(Document extract)
These are just two examples of retailers with a strong online presence that are well positioned to take advantage of increased consumer spending, and both have announced new stores in St. Louis set to open in 2022.
Other retailers, like Burlington, have gone the other way. Burlington has no e-commerce presence yet competes with digital retailers by offering its customers something you can’t find online — a “treasure hunt” experience with a constantly rotating inventory at bargain prices. Burlington continues to be successful with that strategy, fueling aggressive expansion this year. Roughly 60 locations are planned to open across the country over the next three months, including a 28,000-square-foot store in Ferguson.
Restaurant oversaturation
For the better part of five years, restaurant industry experts have warned of oversaturation. The numbers validate this notion as the rate of restaurant growth has outpaced population growth. Per the Bureau of Labor Statistics, in the past 10 years, the number of restaurants jumped close to 16 percent. Population growth only grew at 8 percent.
The St. Louis market has certainly ridden that wave of growth with the explosion of restaurant development. For an industry already dealing with increased competition for customer traffic, the pandemic and the dining restrictions that came with it only accelerated the shakeup.
According to the National Restaurant Association, as many as 110,000 restaurants have permanently closed across the country since the beginning of the pandemic. That translates to roughly 15 percent of all eating and drinking establishments.
(End Document extract)
* _Check your understanding_:
1. List every percentage figure given in the retail and restaurant passage.
2. According to the retail and restaurant passage, how large is the store Burlington plans to open in Ferguson?
3. Write the next paragraph of the passage on St. Louis retail and restaurants, beginning after its final sentence.
The records are separate material and are unrelated to the retail and restaurant passage.
(Provided records)
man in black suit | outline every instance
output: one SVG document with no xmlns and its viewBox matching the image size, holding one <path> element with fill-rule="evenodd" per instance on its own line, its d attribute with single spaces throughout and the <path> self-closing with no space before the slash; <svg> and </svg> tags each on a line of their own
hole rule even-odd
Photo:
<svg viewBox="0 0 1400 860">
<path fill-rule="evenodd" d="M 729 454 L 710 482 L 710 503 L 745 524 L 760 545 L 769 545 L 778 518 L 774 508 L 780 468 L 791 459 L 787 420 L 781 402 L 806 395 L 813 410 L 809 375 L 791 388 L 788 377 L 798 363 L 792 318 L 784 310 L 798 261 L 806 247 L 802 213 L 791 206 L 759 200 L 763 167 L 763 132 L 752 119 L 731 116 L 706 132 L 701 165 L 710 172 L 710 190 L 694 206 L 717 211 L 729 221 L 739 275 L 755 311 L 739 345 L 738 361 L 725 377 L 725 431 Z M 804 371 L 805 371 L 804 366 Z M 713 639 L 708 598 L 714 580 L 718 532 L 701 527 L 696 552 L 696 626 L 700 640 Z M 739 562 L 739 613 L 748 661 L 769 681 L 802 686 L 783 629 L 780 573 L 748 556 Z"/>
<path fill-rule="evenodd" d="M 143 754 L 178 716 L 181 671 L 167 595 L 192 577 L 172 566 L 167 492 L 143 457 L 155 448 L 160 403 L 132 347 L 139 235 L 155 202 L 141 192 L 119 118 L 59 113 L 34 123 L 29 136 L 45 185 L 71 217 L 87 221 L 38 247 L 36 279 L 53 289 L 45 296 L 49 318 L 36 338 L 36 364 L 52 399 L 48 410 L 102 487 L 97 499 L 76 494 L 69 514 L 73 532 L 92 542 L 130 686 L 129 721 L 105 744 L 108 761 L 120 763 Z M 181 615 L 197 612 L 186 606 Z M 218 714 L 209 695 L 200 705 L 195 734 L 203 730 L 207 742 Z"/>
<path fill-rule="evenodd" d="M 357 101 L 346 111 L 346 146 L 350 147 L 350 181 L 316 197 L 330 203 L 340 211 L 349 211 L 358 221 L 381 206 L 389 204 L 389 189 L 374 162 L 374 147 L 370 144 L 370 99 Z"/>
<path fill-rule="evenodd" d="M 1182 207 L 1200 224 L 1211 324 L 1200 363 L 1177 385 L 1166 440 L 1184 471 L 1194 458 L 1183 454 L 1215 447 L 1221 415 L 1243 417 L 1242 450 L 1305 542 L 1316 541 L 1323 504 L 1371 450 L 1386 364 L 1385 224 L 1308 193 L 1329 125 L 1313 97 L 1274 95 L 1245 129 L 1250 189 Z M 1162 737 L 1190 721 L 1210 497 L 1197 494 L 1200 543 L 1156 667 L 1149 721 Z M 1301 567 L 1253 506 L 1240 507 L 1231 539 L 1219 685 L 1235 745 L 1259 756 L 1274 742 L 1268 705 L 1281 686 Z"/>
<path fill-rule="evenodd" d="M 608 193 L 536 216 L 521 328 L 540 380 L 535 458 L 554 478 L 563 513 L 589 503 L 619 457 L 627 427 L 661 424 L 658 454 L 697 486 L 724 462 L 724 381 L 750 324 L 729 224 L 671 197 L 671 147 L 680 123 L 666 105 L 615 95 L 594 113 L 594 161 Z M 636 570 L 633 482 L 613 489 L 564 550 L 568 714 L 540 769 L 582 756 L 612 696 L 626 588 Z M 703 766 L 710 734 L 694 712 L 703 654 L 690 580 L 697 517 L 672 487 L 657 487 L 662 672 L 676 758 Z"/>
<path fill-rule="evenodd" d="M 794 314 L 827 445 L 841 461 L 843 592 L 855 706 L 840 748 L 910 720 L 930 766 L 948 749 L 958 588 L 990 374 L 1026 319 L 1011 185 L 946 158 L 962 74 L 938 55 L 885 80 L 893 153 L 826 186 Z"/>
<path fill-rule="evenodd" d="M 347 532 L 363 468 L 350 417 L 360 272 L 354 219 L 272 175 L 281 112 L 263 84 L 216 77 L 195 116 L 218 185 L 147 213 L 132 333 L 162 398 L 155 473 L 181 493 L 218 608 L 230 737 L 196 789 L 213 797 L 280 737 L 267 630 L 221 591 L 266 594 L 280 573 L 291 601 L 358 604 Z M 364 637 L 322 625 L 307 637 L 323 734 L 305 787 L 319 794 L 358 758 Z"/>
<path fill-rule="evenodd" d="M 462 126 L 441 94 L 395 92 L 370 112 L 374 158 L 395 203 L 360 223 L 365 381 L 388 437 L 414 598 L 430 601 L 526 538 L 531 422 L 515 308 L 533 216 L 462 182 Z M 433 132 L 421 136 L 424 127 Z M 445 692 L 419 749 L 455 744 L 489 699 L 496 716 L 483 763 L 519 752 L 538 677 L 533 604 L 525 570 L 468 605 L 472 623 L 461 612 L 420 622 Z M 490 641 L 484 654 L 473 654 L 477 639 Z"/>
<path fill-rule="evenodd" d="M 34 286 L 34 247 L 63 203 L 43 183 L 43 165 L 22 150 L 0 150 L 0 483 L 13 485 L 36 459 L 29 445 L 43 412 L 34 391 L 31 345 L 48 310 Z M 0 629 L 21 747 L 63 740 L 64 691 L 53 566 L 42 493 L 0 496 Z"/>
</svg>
(End Provided records)
* _Answer list_:
1. close to 16 percent, 8 percent, roughly 15 percent

2. 28,000 square feet

3.
The list of St. Louis-area restaurant closures due to the pandemic is long. Forced to survive without dine-in business, many couldn’t adapt to the new normal of takeout and delivery. The Gamlin Restaurant Group is a perfect example. Both Sub Zero and the Gamlin Whiskey House closed last year after more than a decade in Central West End. Both restaurants had been market leaders in St. Louis for years but were unable to endure the pandemic.
Smaller groups suffered just as much. Even concepts well suited for carryout such as St. Louis Wing Co. had challenges due to the pandemic. After operating in Rock Hill for 10 years, the restaurant recently shut its doors citing rising food costs and labor shortages.
While the pandemic accelerated the problems some restaurants were facing, it created opportunity for others. Despite the constant news of restaurants permanently closing, several were primed for expansion. Restaurants that were able to quickly pivot to online ordering and carryout seemed to fare the best.
The Syberg’s family of restaurants wasn’t deterred by COVID-19, opening Twisted Tavern in Arnold at the end of last year. The savvy operators behind Sugar Fire Smokehouse have doubled down on St. Louis with plans to expand their Chicken Out Concept and their burger joint, Hi-Pointe Drive-In. Each will be opening a location in Kirkwood this year.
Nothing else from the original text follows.